======== Selected text
We as Americans have many strengths, but foresight isn't one of them. We can't see the future, and aren't very good at predicting how it will unfold. But we're damned good at reacting to events once they happen, even if that particular reaction doesn't provide much of a benefit.

After 9-11, we all learned the joys of having our carry-on bags searched, and our scissors and nail files confiscated. Once Richard Reed tried to blow up an airplane with explosives hidden in his shoe, we discovered the hard way to make sure you wear clean socks to the airport. Can we say we're any safer, or are we just doing something - anything - to convince ourselves we are less at risk?

In the wake of the shootings at Virginia Tech and NASA's Johnson Space Center, many are asking how someone could bring weapons into such facilities. The factual answer is "very easily." We live in an inherently open society, one in which we trust our fellow man to do the right thing by us. When we are betrayed we are shocked and hurt, and then react by adding restrictions to our actions.

The Boeing facility where I work isn't significantly different than JSC in terms of security. Every day, I drive into a parking lot where, depending on the lot, there might be a guard to take a cursory look at my badge. Because I'm pretty mobile, I have a backpack in which I carry all of the tools I need to do my job - laptop, PDA, miscellaneous peripherals and such. I flash my badge at the guard - if there is even one (most entrances are automated) and enter the facility. I could just as easily be carrying C4 explosive and a couple of guns in my backpack; no one would ever know.
================
Answer these questions from the text on American security:
1. What items did people have confiscated after 9-11?
2. Where did the two shootings mentioned take place?
3. What kind of facility does the writer work at?
======== Extracted entries
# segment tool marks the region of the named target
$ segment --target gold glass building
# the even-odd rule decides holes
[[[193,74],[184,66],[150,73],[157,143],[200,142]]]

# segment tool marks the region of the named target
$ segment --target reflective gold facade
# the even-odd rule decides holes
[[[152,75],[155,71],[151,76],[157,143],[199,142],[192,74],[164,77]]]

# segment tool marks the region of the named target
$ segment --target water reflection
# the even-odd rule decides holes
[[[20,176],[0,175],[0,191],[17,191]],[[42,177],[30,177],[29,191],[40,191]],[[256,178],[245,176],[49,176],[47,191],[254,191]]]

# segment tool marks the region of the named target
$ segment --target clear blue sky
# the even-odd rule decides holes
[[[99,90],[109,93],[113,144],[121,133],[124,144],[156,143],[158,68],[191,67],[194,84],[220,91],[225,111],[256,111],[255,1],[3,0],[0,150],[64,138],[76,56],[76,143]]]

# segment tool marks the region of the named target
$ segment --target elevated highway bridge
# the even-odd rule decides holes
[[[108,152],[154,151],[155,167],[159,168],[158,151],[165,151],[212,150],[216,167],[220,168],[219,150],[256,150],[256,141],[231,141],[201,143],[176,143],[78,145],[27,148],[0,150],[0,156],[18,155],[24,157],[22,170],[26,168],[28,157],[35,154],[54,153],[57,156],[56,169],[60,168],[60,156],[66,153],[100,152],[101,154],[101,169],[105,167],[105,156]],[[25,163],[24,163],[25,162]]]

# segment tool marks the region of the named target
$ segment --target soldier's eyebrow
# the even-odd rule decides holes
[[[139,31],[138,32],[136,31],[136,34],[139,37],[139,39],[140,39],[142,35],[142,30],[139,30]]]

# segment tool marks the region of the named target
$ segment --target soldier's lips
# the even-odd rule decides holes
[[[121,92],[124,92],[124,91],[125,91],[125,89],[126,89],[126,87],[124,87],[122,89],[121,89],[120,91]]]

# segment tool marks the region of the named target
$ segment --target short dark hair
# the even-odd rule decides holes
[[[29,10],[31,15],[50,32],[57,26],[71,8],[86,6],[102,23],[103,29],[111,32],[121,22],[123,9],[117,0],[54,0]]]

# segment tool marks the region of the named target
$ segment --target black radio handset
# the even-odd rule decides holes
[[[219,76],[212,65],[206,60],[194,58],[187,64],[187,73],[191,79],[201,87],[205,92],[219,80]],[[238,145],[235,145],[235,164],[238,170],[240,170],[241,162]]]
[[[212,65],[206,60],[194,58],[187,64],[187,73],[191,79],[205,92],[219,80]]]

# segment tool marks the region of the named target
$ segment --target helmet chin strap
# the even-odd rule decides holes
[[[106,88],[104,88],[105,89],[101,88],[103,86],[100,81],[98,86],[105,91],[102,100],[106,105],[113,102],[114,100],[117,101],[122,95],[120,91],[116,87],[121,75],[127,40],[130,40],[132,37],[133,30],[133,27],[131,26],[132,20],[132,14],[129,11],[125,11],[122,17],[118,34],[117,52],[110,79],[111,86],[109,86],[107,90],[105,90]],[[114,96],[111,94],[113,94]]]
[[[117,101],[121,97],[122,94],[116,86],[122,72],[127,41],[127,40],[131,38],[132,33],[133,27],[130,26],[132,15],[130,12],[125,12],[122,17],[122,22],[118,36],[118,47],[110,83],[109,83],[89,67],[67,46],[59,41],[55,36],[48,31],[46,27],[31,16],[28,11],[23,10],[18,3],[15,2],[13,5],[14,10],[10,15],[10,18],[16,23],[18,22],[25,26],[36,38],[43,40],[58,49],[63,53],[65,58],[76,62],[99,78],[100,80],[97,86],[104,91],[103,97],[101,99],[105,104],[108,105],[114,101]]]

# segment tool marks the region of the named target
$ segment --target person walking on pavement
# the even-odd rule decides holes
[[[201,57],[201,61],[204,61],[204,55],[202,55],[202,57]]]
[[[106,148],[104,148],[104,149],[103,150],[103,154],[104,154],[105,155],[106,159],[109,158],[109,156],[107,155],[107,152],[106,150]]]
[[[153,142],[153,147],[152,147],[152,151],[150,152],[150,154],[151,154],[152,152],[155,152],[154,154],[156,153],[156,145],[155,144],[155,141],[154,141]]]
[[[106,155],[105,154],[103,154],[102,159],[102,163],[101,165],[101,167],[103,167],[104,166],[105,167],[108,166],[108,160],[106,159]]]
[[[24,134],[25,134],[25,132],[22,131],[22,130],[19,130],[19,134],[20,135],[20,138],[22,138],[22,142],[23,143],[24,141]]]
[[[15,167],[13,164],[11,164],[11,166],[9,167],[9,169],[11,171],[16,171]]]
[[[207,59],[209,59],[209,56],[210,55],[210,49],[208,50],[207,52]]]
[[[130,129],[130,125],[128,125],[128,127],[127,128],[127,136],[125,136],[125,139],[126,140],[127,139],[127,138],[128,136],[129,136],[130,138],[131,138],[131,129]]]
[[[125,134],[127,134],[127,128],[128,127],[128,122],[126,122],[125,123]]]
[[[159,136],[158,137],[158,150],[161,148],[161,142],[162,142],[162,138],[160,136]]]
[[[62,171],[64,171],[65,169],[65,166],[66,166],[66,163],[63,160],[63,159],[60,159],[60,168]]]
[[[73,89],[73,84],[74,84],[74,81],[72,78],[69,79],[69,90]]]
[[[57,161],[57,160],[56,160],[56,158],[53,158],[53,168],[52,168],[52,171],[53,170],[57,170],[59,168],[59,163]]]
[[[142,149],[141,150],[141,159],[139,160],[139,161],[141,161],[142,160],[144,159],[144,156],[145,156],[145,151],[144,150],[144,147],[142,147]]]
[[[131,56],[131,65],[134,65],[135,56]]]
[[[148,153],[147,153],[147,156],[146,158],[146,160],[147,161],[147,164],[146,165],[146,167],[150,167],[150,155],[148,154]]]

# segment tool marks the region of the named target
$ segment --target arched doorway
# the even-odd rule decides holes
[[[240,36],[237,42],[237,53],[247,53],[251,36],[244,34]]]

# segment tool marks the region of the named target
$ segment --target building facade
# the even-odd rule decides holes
================
> **Exercise result**:
1. Scissors and nail files.
2. At Virginia Tech and NASA's Johnson Space Center.
3. A Boeing facility.